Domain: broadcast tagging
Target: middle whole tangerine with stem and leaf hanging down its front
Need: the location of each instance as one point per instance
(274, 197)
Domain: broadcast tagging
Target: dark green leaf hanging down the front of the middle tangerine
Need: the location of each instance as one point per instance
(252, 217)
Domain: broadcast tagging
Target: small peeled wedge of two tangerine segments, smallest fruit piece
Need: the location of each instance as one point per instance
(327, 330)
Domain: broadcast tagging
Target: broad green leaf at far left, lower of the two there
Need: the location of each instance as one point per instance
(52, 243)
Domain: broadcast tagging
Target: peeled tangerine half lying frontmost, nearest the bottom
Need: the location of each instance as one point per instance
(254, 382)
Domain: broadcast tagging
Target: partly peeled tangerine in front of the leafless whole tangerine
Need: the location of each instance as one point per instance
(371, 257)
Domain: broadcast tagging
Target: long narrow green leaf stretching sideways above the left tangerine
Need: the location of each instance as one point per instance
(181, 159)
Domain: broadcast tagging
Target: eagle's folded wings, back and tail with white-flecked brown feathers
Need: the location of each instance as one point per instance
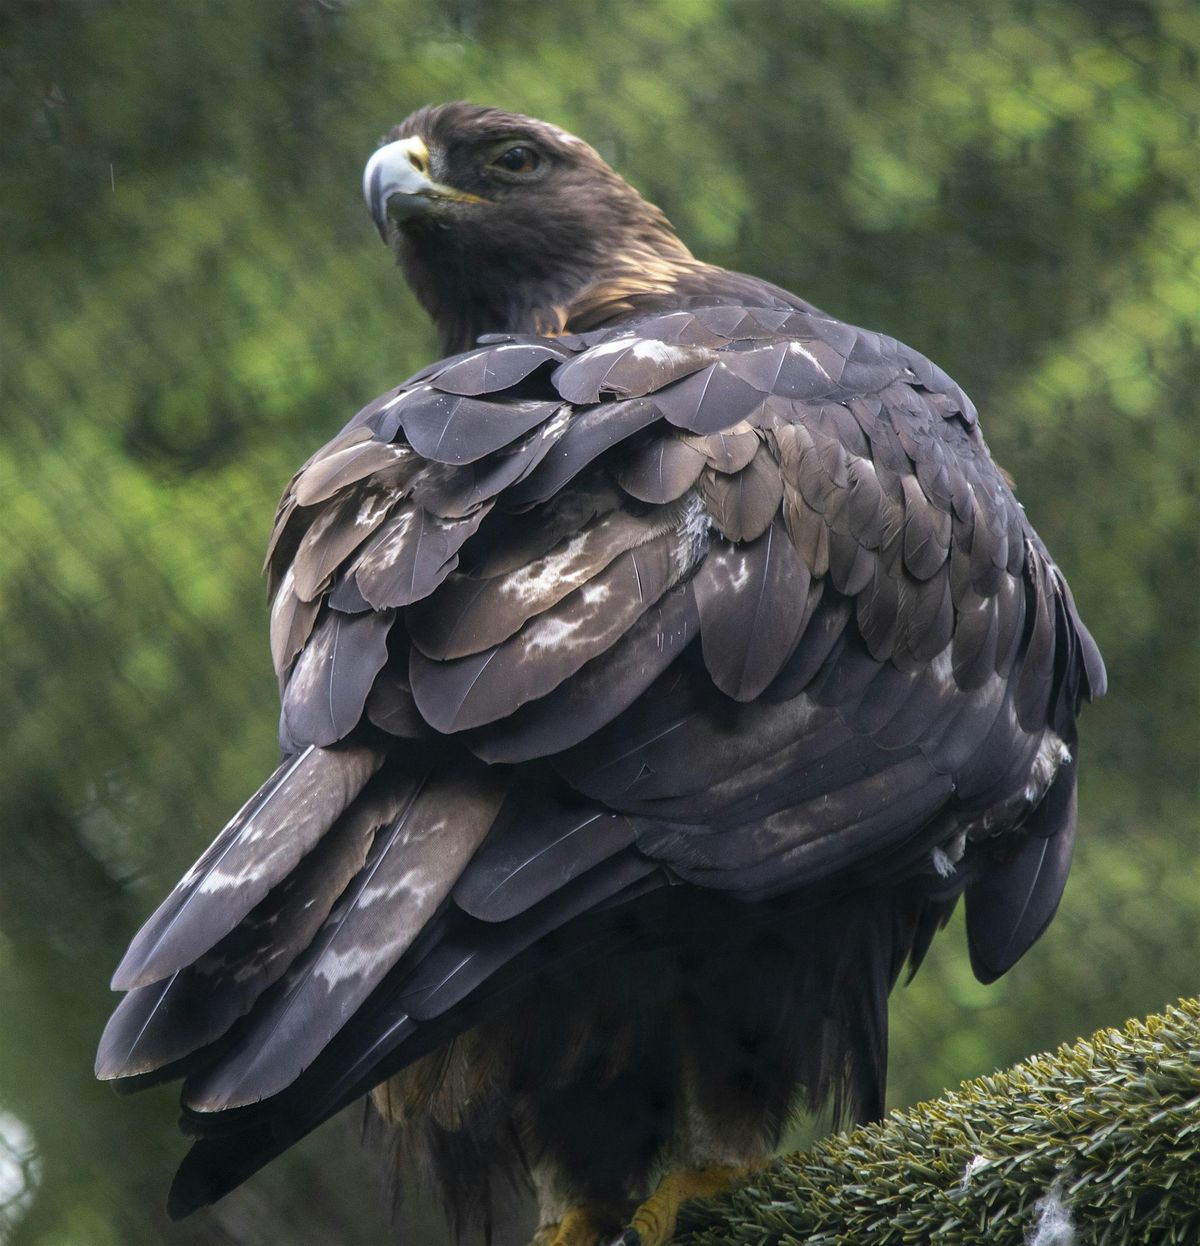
(731, 597)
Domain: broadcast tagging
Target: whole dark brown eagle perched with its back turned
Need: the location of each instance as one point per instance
(656, 677)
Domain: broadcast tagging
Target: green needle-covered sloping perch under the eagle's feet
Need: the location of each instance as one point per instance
(1098, 1144)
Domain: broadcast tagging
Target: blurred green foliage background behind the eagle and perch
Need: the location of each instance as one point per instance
(193, 300)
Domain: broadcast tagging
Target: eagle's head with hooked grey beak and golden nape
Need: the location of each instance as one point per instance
(502, 222)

Work order >>
Excluding images, return all of the records above word for word.

Exercise output >>
Domain: broadcast tagging
Target: middle whole tangerine with stem and leaf hanging down its front
Need: the location of each instance as one point per instance
(274, 197)
Domain: broadcast tagging
Target: dark green leaf hanging down the front of the middle tangerine
Need: the location of each instance as one point per instance
(252, 217)
Domain: broadcast tagging
Target: small peeled wedge of two tangerine segments, smallest fruit piece
Need: the location of each instance as one point per instance
(327, 330)
Domain: broadcast tagging
Target: broad green leaf at far left, lower of the two there
Need: the location of each instance as one point per instance
(52, 243)
Domain: broadcast tagging
Target: peeled tangerine half lying frontmost, nearest the bottom
Need: the location of each instance as one point per instance
(254, 382)
Domain: broadcast tagging
Target: partly peeled tangerine in front of the leafless whole tangerine
Need: the location of each instance as one point per instance
(371, 257)
Domain: broadcast tagging
Target: long narrow green leaf stretching sideways above the left tangerine
Need: the location of each instance as one point per instance
(181, 159)
Domain: broadcast tagging
Target: eagle's folded wings, back and tail with white-flecked brown feathers
Need: the location of each instance as one point per instance
(731, 597)
Domain: broadcast tagging
Target: whole dark brown eagle perched with its back turned
Need: the location of each instance as one point per instance
(656, 677)
Domain: broadcast tagging
Target: green needle-covered sloping perch under the eagle's feet
Need: the location of each instance as one point per instance
(1098, 1144)
Domain: broadcast tagging
Target: blurred green foliage background behind the eagle and perch
Need: the location of each instance as one point per instance
(193, 300)
Domain: broadcast tagging
Target: eagle's head with hooked grey beak and golden nape
Need: the location of each instance as one point per instance
(502, 222)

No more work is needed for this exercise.